- _DATA TO PROCESS_:

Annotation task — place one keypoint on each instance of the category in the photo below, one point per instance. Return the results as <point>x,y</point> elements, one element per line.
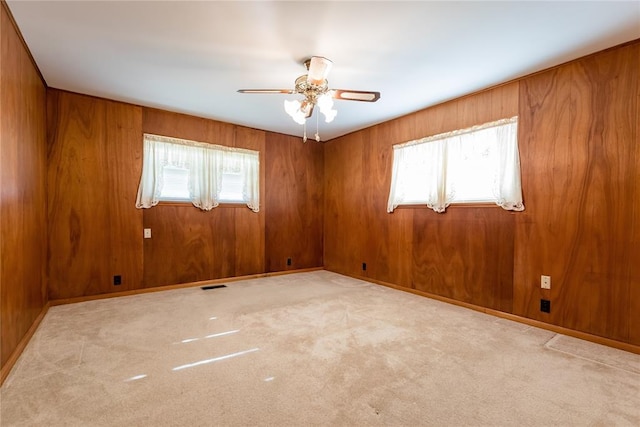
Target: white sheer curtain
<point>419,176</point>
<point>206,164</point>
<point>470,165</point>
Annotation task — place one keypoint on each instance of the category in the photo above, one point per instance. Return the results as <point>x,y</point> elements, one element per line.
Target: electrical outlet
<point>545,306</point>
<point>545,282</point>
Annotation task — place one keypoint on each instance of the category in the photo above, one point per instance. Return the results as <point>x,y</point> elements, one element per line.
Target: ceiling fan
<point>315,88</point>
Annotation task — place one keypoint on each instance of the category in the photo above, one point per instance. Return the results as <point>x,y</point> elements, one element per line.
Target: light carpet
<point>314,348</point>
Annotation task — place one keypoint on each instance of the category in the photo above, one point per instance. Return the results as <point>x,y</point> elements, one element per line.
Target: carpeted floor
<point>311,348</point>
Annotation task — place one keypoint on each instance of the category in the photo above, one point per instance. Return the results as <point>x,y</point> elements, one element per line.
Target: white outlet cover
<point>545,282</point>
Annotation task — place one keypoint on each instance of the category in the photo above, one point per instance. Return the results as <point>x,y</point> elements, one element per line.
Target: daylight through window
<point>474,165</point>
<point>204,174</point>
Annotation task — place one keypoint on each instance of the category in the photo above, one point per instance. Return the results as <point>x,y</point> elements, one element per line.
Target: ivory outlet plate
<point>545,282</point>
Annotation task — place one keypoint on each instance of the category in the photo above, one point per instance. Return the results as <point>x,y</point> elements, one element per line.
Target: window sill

- _YOUR TASK_: All lines from the one containing "Target: ivory outlet plate" down to the final line above are to be restated word for word; leave out the rest.

- _TASK SOLUTION_:
Target: ivory outlet plate
<point>545,282</point>
Annotation task — place one keypoint on each instance of the category in the photo above, one point per instance. Return the results as <point>x,y</point> elements, one element per line.
Target: window sill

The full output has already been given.